The gene with the largest fold change PF4 was upregulated 12.16 fold in otosclerosis patients in microarray analysis and upregulated 2.46 fold after analysis by real-time PCR. The gene encoding the bone sialoprotein, IBSP, was the most down-regulated gene; it was down-regulated 6.22 fold in microarray analysis and showed a similar fold change after real-time PCR analysis. Five other genes were analyzed by real-time PCR but did not validate the microarray results. These genes include LDLR, CCL2, and three other genes located in two of the seven previously mapped OTSC loci: CDKN1A and LTB in the OTSC3 locus, and ATP1B3 in the OTSC5 locus. Both CDKN1A and LTB were sequenced in individuals from the original family mapped to OTSC3; however, no mutations were found in the coding region, 5′ and 3′ untranslated regions, or splice sites.

4. Discussion

Gene ontology analysis of differentially expressed genes in otosclerosis patients provides evidence that a number of pathways may be involved in otosclerosis. The presence of several differentially expressed genes in two pathways, interleukin signaling and inflammation, suggests that an inflammatory response may be a contributing factor in otosclerosis. This association is consistent with data predicting a potential role for measles virus infection and is also consistent with a genetic contribution based on the differential gene expression we observed. For example, gene ontology analysis showed that many of the genes are involved in signal transduction, suggesting that aberrant regulation of different signal transduction pathways may lead to abnormal bone remodeling in otosclerosis.

WORK ORDER:
In the otosclerosis gene expression excerpt, which gene was the most down-regulated, and by how much did it fall in the microarray analysis?

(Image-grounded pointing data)
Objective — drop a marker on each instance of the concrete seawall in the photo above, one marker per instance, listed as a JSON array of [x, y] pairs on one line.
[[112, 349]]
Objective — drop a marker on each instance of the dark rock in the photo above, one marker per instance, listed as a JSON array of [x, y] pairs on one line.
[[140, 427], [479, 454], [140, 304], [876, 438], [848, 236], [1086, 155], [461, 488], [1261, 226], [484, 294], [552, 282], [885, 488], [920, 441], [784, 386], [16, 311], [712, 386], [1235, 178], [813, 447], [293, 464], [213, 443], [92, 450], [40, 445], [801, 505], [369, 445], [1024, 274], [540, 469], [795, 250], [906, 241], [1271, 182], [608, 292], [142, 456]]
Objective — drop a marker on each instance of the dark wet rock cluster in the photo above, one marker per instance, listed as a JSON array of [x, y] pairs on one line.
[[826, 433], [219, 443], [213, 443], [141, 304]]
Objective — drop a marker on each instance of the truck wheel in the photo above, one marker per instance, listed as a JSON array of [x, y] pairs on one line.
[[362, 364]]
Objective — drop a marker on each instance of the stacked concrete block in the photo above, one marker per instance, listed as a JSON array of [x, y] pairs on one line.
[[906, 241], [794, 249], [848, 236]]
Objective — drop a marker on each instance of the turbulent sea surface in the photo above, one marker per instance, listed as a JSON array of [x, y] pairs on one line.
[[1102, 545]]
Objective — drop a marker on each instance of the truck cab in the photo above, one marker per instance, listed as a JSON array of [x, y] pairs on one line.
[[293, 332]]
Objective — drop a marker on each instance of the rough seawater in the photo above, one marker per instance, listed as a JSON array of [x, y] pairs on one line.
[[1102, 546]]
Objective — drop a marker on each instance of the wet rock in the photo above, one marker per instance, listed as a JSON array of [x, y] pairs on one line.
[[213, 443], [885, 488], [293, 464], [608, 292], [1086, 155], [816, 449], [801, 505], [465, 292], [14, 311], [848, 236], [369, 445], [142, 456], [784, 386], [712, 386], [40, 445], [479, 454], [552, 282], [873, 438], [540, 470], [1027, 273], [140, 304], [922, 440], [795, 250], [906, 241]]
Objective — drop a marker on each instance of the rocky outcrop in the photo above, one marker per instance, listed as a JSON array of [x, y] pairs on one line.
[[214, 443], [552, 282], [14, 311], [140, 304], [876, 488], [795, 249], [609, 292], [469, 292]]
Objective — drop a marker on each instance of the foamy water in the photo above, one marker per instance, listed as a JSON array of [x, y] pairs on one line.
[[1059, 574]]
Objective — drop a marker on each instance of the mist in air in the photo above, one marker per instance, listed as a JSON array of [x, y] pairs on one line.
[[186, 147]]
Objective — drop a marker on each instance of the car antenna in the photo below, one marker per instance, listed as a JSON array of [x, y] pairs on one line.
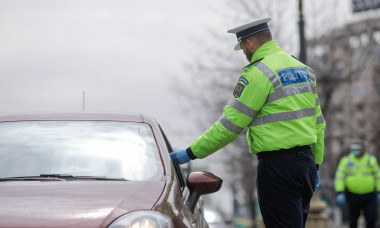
[[83, 99]]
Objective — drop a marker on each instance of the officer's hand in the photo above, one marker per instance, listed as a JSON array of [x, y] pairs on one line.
[[340, 199], [180, 157], [317, 184]]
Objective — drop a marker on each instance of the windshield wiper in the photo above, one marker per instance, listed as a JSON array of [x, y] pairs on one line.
[[31, 178], [59, 177], [71, 177]]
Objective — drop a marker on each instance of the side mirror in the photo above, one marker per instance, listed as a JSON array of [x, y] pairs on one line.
[[201, 183]]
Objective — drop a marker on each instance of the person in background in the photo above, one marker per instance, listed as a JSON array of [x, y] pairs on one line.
[[357, 181], [275, 98]]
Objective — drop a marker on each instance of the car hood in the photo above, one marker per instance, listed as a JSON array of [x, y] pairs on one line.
[[73, 203]]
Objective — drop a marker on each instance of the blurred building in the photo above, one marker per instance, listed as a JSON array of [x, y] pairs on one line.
[[347, 65]]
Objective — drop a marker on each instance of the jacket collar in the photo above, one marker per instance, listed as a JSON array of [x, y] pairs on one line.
[[268, 48]]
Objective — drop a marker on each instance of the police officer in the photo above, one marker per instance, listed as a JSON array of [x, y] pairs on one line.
[[275, 98], [356, 180]]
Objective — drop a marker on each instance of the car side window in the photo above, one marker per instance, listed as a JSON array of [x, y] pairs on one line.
[[178, 170]]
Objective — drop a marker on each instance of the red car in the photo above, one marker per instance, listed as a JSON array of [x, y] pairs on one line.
[[95, 170]]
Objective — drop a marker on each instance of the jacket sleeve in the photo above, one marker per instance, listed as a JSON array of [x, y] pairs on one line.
[[319, 146], [247, 98], [376, 172], [340, 175]]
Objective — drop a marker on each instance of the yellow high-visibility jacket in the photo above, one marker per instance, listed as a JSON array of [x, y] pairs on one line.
[[276, 99], [357, 175]]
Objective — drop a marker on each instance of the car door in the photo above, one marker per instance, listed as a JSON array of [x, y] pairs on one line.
[[197, 216]]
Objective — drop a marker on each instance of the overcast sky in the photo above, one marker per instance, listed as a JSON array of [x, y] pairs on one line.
[[122, 53]]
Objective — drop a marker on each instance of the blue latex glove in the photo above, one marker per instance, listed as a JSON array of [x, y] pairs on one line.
[[340, 199], [180, 157], [317, 184]]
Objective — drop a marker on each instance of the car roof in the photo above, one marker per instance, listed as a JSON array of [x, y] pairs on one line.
[[130, 117]]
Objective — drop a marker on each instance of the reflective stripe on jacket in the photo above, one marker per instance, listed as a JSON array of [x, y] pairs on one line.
[[357, 175], [276, 99]]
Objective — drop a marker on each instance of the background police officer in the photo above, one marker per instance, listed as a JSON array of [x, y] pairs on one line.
[[356, 180], [276, 99]]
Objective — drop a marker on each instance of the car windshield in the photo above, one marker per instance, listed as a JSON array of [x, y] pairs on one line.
[[79, 148]]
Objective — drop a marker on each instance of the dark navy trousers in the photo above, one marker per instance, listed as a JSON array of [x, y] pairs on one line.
[[285, 185], [358, 202]]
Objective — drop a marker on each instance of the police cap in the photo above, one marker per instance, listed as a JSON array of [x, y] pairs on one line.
[[249, 28]]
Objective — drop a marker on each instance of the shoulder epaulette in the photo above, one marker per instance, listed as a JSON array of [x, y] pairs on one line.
[[254, 63], [295, 57]]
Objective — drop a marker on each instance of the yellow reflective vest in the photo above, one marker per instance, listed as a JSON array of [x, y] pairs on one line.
[[276, 99], [357, 175]]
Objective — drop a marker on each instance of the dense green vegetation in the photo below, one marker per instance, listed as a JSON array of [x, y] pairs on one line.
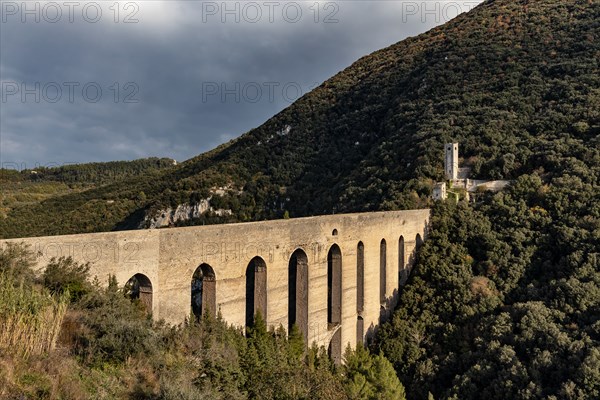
[[27, 188], [504, 301], [516, 83], [109, 348]]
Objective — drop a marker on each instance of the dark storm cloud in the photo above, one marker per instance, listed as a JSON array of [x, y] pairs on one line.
[[187, 76]]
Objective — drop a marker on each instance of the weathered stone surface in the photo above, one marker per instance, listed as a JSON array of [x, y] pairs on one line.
[[169, 258]]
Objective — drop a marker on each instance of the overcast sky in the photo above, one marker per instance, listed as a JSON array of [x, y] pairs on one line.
[[101, 81]]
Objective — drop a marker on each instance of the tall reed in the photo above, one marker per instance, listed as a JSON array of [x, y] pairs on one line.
[[30, 318]]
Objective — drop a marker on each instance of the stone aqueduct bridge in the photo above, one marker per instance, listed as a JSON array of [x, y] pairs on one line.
[[334, 276]]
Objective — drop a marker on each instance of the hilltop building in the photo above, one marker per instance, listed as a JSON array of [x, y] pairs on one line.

SOLUTION FOR THIS EXERCISE:
IBSP, the gene encoding bone sialoprotein, was down-regulated 6.22 fold in the microarray analysis.